>> start DATA ENTRIES
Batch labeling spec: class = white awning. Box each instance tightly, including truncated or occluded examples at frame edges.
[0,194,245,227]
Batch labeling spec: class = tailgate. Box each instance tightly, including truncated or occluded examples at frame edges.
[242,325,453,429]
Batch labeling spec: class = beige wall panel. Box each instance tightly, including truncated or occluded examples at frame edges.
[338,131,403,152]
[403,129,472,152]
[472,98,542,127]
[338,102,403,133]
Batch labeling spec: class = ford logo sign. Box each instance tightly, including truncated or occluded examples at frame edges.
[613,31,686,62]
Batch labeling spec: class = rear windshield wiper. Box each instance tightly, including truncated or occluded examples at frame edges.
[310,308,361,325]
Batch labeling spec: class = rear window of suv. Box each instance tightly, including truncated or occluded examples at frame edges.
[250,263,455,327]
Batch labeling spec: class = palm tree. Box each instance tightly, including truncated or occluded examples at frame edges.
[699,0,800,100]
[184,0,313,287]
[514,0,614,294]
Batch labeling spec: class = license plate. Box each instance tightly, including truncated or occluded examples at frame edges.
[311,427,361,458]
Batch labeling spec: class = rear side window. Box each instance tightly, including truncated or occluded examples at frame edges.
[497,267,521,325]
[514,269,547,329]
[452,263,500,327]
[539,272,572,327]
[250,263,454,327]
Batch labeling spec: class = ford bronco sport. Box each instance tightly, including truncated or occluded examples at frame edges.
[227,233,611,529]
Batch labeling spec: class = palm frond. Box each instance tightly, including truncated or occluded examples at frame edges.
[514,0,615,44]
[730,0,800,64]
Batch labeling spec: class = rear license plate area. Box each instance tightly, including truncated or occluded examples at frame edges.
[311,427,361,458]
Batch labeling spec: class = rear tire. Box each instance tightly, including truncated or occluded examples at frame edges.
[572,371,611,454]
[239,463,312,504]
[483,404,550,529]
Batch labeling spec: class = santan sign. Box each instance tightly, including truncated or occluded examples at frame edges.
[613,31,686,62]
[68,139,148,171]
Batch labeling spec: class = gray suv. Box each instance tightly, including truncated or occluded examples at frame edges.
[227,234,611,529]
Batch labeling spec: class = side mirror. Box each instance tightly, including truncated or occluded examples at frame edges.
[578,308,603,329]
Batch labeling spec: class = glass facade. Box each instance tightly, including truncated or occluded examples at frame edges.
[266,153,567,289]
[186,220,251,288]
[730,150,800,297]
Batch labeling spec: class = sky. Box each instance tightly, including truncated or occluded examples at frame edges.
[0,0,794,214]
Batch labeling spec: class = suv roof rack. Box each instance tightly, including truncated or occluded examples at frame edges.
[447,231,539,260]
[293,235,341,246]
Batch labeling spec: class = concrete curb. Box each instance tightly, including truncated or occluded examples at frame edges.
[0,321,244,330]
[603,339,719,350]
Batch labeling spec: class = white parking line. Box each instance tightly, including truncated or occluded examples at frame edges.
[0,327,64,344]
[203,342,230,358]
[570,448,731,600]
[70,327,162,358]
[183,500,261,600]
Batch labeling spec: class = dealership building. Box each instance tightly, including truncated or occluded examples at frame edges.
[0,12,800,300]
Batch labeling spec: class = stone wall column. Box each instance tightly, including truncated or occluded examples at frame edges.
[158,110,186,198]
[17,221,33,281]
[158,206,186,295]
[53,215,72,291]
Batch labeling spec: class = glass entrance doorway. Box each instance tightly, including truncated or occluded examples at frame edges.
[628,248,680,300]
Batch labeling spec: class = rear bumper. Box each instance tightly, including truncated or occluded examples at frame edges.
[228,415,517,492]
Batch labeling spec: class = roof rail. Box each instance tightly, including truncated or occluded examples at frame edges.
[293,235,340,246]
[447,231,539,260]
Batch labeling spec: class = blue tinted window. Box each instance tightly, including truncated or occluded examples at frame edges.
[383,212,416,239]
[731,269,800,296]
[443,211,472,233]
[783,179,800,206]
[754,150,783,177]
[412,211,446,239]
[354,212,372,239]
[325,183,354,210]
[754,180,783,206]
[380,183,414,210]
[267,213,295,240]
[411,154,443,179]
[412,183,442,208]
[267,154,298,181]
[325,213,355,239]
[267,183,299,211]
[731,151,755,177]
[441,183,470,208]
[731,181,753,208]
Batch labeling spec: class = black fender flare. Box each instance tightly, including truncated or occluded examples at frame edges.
>> end DATA ENTRIES
DIRECTIVE:
Convert all of the data above into a Markdown table with two columns, Row and Data line, numbering each line in order and leaving out any blank lines.

TASK RESPONSE:
| Row | Data line |
|---|---|
| 1 | Batch labeling spec: class = white awning. Box each instance tightly, including truncated or occluded examples at frame edges. |
| 2 | [0,194,245,227] |
| 3 | Batch labeling spec: class = tailgate. Box each instance tightly, including truncated or occluded examples at frame edges. |
| 4 | [242,325,453,429] |
| 5 | Batch labeling spec: class = beige wall panel. Box each instance tightly, including truncated or occluded examples at frame edges. |
| 6 | [338,131,403,152] |
| 7 | [403,129,472,152] |
| 8 | [472,98,542,127] |
| 9 | [338,102,403,133] |
| 10 | Batch labeling spec: class = ford logo sign. Box each instance tightly, including truncated or occluded examples at frame edges. |
| 11 | [613,31,686,62] |
| 12 | Batch labeling spec: class = rear windshield wiper. Box each instance tightly, including truncated or occluded examples at frame edges. |
| 13 | [310,308,361,325] |
| 14 | Batch labeling spec: class = rear window of suv. Box each instance tightly, including truncated or occluded examples at frame edges. |
| 15 | [250,263,455,327] |
| 16 | Batch labeling spec: class = palm tree. Box each instance tightly, including truncated or occluded examples at frame edges. |
| 17 | [699,0,800,100] |
| 18 | [184,0,313,287] |
| 19 | [514,0,614,294] |
| 20 | Batch labeling spec: class = license plate. Box each instance tightly, including truncated or occluded examples at frame edges. |
| 21 | [311,427,361,458] |
| 22 | Batch labeling spec: class = rear side window. Box each instance tightly, including truncated or occluded examples at frame edges. |
| 23 | [497,267,521,325] |
| 24 | [514,269,547,329] |
| 25 | [452,263,500,327] |
| 26 | [539,272,572,327] |
| 27 | [250,263,454,327] |
| 28 | Batch labeling spec: class = ford bronco sport. Box each instance tightly, including truncated or occluded examples at frame edges. |
| 29 | [227,233,611,529] |
| 30 | Batch labeling spec: class = palm frond. Box each instance tightly, including truncated or occluded examples at frame edges. |
| 31 | [514,0,615,44] |
| 32 | [730,0,800,64] |
| 33 | Batch labeling spec: class = rear license plate area. Box each instance tightly, including truncated or occluded examples at frame edges. |
| 34 | [311,427,361,458] |
| 35 | Batch labeling spec: class = rear tire. Box each instance tightly, including truncated or occluded examples at frame edges. |
| 36 | [572,371,611,454] |
| 37 | [239,463,312,504] |
| 38 | [483,404,550,529] |
| 39 | Batch labeling spec: class = santan sign. Box each instance tightly, including truncated or occluded examples at frame edges. |
| 40 | [613,31,686,62] |
| 41 | [68,139,148,171] |
| 42 | Batch labeling spec: class = gray suv. Box each instance tightly, including truncated or occluded examples at frame edges. |
| 43 | [227,234,611,529] |
| 44 | Batch labeling spec: class = side mirror. Box each instance tightly, including truncated or occluded examples at frame edges. |
| 45 | [578,308,603,329] |
| 46 | Batch labeling spec: class = glass facade. Box each instance tightly, including truncated or occluded examples at frame edges. |
| 47 | [266,153,567,289] |
| 48 | [186,220,251,288] |
| 49 | [730,150,800,297] |
| 50 | Batch labeling spec: class = sky. Box each instance tightly, including truncated or occluded examples at frame edges. |
| 51 | [0,0,794,214] |
| 52 | Batch labeling spec: class = suv roof rack. Box each instance tightly, including truncated or occluded examples at frame edges. |
| 53 | [447,231,539,260] |
| 54 | [293,235,341,246] |
| 55 | Batch labeling spec: class = concrete curb. Box each instance tightly, including truncated or occluded examples at frame edges. |
| 56 | [0,321,244,330] |
| 57 | [603,339,719,350] |
| 58 | Batch labeling spec: class = white parking line. Box each instance tightly, including truncated or occluded examples at frame edges. |
| 59 | [0,327,64,344] |
| 60 | [203,342,230,358] |
| 61 | [570,448,731,600] |
| 62 | [70,327,162,358] |
| 63 | [183,500,261,600] |
| 64 | Batch labeling spec: class = dealership building. Box each instance tightly, including truncated or occluded examples at frame edges. |
| 65 | [0,12,800,300] |
| 66 | Batch labeling spec: class = stone wall column. Box each instance tightly, including truncated or occluded examples at frame edges. |
| 67 | [158,110,186,198] |
| 68 | [17,221,33,281] |
| 69 | [158,206,186,295] |
| 70 | [53,215,72,291] |
| 71 | Batch labeling spec: class = glass entrance doorway. Box each instance tightly, including truncated or occluded examples at frame edges. |
| 72 | [628,248,680,300] |
| 73 | Batch labeling spec: class = rear bumper. Box each instance tightly, including truncated or occluded examples at frame edges. |
| 74 | [228,415,517,492] |
| 75 | Batch labeling spec: class = roof rail. Box each instance tightly, including truncated or occluded examples at frame edges. |
| 76 | [293,235,340,246] |
| 77 | [447,231,539,260] |
| 78 | Batch labeling spec: class = blue tinted window. Box each instance tightly, including truncated or occluded examples at frame edges. |
| 79 | [383,212,416,239] |
| 80 | [731,269,800,296] |
| 81 | [443,211,472,233] |
| 82 | [783,179,800,206] |
| 83 | [754,150,783,177] |
| 84 | [412,211,446,239] |
| 85 | [354,212,372,239] |
| 86 | [325,183,354,210] |
| 87 | [754,180,783,206] |
| 88 | [380,183,414,210] |
| 89 | [267,213,295,240] |
| 90 | [411,154,443,179] |
| 91 | [412,183,442,208] |
| 92 | [267,154,298,181] |
| 93 | [325,213,355,239] |
| 94 | [267,183,299,211] |
| 95 | [731,151,755,177] |
| 96 | [441,183,470,208] |
| 97 | [731,181,753,208] |
| 98 | Batch labeling spec: class = black fender flare. Box each instance tightly, including truncated or occluded examples at frame edges. |